=== Records of labeled points ===
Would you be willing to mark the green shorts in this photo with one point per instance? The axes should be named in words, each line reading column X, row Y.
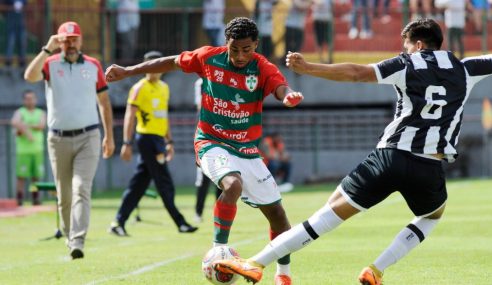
column 30, row 165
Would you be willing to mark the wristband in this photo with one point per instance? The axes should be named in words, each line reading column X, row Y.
column 46, row 50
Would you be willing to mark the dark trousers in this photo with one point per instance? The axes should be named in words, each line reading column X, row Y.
column 202, row 192
column 148, row 169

=== Objective ===
Output an exact copy of the lines beginning at the one that holds "Would you be willing to mark the wristband" and running through the final line of the records.

=== Exercise solution ===
Would you be willing to mark the wristband in this photo with one point per instance? The axes should be named in words, each line reading column X, row Y.
column 46, row 50
Would you be willing to mark the dark trousers in this photo with one point per instance? The axes should be named in words, each line reading column X, row Y.
column 202, row 192
column 148, row 169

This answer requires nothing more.